+++ Provided records +++

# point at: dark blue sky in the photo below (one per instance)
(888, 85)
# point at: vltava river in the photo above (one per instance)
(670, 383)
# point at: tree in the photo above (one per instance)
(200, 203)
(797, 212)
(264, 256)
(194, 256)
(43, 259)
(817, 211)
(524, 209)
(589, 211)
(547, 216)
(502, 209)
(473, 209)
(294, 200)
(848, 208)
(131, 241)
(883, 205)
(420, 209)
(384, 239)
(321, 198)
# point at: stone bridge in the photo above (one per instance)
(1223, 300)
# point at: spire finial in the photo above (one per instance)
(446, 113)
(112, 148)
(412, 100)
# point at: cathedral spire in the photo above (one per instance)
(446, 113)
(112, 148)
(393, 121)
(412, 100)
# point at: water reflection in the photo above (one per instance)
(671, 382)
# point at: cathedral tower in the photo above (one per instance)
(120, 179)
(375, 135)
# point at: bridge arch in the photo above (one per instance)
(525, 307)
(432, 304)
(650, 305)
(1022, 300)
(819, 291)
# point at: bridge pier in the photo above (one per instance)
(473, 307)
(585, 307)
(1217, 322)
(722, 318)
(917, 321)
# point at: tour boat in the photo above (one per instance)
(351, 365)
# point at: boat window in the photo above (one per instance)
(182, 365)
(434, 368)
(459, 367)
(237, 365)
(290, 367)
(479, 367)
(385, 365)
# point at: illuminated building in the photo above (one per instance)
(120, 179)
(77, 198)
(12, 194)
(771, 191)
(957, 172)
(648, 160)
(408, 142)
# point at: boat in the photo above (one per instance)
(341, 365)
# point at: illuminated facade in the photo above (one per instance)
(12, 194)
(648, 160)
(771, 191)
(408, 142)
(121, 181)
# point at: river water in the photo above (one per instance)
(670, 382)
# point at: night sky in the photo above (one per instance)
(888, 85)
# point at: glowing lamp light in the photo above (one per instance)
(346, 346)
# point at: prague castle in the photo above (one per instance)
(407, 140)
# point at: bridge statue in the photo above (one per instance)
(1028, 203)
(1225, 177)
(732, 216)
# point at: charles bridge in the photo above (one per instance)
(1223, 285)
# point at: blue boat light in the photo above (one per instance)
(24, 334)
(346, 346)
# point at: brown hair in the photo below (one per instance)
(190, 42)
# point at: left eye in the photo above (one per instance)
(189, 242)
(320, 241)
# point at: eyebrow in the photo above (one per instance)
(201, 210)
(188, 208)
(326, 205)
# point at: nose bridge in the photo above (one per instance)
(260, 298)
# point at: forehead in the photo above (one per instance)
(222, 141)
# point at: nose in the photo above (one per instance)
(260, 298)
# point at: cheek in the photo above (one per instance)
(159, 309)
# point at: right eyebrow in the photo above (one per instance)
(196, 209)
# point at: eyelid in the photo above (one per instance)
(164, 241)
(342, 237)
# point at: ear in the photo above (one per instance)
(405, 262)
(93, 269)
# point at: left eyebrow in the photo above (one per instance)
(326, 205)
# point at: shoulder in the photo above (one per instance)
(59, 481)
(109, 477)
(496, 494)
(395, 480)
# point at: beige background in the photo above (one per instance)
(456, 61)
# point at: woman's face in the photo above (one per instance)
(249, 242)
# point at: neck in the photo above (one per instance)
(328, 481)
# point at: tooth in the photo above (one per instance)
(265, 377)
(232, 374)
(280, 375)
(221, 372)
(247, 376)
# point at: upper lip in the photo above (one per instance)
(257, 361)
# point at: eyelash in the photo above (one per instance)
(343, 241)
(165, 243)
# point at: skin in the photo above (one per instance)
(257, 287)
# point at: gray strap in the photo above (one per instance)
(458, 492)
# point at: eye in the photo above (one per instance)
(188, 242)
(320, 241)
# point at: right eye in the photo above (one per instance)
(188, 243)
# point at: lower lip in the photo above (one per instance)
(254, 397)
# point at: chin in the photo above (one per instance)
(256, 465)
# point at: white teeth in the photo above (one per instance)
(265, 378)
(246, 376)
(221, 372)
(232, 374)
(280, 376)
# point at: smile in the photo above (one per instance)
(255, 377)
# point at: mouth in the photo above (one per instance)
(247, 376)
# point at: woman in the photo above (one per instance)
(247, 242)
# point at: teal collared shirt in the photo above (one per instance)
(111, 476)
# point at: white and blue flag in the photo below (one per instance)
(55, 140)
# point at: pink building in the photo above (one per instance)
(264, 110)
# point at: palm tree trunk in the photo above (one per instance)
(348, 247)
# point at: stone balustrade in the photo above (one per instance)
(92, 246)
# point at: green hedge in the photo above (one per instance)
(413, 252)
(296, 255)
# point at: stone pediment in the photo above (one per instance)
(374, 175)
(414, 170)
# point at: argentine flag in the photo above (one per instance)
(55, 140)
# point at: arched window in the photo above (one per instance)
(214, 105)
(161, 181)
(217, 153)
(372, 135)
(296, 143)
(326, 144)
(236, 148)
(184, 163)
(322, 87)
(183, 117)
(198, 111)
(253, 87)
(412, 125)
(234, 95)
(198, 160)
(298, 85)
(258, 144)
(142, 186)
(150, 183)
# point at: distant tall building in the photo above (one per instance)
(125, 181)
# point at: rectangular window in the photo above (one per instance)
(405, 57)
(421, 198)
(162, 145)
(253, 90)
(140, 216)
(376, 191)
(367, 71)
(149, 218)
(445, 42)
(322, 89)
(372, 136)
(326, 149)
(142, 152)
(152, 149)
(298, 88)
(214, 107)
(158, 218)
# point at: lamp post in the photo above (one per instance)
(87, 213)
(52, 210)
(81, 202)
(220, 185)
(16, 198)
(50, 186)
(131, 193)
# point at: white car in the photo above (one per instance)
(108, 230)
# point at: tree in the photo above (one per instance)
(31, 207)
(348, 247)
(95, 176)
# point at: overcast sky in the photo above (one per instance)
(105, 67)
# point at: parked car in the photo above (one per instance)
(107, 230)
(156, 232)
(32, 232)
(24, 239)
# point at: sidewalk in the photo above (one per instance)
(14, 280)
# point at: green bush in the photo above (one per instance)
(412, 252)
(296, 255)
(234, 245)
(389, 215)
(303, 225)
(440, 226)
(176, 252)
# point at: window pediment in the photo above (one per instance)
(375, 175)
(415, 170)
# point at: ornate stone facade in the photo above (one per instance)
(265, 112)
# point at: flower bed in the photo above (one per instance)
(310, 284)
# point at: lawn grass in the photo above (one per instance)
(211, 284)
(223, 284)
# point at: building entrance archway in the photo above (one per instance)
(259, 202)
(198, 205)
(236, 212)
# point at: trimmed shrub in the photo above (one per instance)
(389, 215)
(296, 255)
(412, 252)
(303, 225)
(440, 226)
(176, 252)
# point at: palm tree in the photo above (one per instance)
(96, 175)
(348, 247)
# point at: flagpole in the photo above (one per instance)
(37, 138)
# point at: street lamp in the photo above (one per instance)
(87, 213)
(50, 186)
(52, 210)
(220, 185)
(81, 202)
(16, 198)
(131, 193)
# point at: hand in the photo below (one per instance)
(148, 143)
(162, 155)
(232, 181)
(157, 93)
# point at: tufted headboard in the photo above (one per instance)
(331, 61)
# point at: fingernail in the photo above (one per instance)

+++

- [Try it]: The lines to reproduce run from the one that contains "# point at: tufted" through the last line above; copy them exactly.

- [Solution to this task]:
# point at: tufted headboard in the photo above (one per instance)
(331, 61)
# point at: fingernail in the photo above (one per instance)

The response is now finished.